__EXERCISE__.
Please list every line of the data below that contains the word "pavement".

Point annotations for pictures:

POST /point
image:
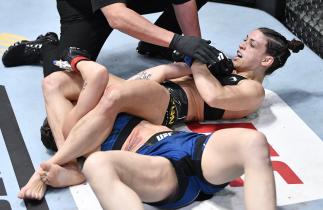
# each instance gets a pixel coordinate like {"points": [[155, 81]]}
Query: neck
{"points": [[253, 75]]}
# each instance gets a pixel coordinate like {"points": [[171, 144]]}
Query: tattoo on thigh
{"points": [[143, 75], [84, 85]]}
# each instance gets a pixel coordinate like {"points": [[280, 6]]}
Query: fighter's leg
{"points": [[130, 178], [230, 153], [96, 77], [146, 99], [60, 89], [58, 176]]}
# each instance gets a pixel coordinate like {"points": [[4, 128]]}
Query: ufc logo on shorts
{"points": [[220, 56]]}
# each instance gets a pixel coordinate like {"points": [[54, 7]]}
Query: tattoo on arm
{"points": [[143, 76]]}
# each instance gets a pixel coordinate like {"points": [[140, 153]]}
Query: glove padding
{"points": [[195, 47], [179, 57], [73, 55]]}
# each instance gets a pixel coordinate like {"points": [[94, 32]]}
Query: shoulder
{"points": [[252, 86]]}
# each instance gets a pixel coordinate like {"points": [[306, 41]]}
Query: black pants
{"points": [[82, 28]]}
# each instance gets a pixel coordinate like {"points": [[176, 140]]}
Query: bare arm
{"points": [[247, 95], [128, 21], [187, 18], [163, 72], [95, 78]]}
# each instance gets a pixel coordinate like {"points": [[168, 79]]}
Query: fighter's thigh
{"points": [[68, 84], [226, 151], [146, 99], [152, 178]]}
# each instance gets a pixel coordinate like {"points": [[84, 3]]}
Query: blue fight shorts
{"points": [[122, 128], [184, 150]]}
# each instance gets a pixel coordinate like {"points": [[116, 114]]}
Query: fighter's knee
{"points": [[100, 74], [91, 163], [257, 146], [51, 83]]}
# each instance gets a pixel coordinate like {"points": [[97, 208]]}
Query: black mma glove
{"points": [[73, 55], [222, 66], [179, 57], [194, 47]]}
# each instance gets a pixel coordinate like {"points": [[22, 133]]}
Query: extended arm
{"points": [[246, 95], [163, 72], [187, 18], [128, 21]]}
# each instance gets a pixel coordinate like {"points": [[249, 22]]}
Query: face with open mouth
{"points": [[251, 52]]}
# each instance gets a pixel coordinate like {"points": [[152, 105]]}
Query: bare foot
{"points": [[58, 176], [34, 189]]}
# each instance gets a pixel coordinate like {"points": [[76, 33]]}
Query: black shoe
{"points": [[152, 50], [47, 137], [27, 52]]}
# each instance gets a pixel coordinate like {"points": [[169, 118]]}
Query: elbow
{"points": [[114, 18], [211, 101]]}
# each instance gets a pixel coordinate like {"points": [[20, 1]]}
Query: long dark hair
{"points": [[279, 47]]}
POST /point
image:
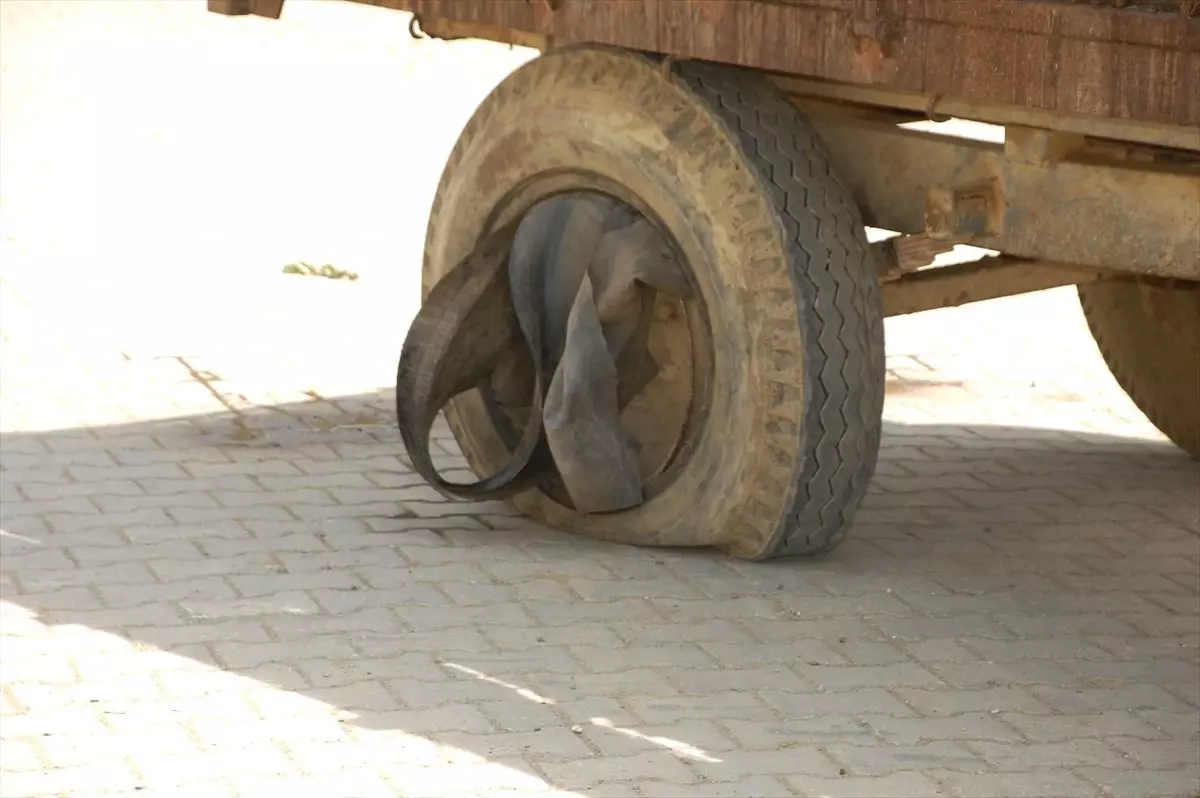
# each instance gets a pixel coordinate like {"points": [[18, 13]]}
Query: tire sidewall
{"points": [[615, 115]]}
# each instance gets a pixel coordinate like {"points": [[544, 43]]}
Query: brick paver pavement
{"points": [[220, 579]]}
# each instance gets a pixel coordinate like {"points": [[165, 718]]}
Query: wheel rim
{"points": [[667, 417]]}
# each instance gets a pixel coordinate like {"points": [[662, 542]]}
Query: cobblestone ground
{"points": [[220, 579]]}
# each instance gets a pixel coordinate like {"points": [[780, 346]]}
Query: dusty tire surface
{"points": [[777, 247], [1150, 337]]}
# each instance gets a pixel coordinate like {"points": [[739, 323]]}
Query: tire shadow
{"points": [[283, 562]]}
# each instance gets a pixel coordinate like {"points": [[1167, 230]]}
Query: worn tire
{"points": [[777, 247], [1150, 337]]}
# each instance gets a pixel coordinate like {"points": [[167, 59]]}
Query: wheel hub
{"points": [[622, 399]]}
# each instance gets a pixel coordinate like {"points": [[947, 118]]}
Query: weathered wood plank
{"points": [[1109, 63]]}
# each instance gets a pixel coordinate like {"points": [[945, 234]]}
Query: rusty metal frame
{"points": [[976, 282], [1039, 195], [1057, 75]]}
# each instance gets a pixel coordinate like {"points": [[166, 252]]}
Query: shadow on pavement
{"points": [[283, 559]]}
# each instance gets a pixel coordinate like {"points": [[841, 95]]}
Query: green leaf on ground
{"points": [[328, 271]]}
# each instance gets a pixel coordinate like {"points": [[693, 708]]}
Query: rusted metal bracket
{"points": [[269, 9], [1043, 196], [978, 281]]}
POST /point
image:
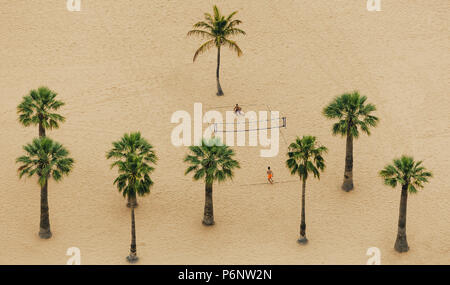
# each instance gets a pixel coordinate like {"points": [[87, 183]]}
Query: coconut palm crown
{"points": [[217, 29]]}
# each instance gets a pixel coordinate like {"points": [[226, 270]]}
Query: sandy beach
{"points": [[123, 66]]}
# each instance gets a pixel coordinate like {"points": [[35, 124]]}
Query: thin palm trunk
{"points": [[41, 130], [132, 201], [348, 173], [208, 214], [133, 253], [219, 88], [303, 238], [44, 228], [401, 244]]}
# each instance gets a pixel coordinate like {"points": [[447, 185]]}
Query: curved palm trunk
{"points": [[132, 201], [401, 244], [41, 130], [348, 173], [133, 254], [303, 238], [219, 88], [208, 214], [44, 228]]}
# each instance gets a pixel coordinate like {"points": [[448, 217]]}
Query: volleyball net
{"points": [[244, 124]]}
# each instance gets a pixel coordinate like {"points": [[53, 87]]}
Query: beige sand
{"points": [[128, 66]]}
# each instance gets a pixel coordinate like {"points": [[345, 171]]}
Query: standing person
{"points": [[237, 110], [269, 175]]}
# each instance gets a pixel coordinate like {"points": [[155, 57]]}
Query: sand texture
{"points": [[125, 65]]}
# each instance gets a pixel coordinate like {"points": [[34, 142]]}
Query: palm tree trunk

__SOLUTION FOR THIS TASK__.
Query: brick paver pavement
Query: shadow on pavement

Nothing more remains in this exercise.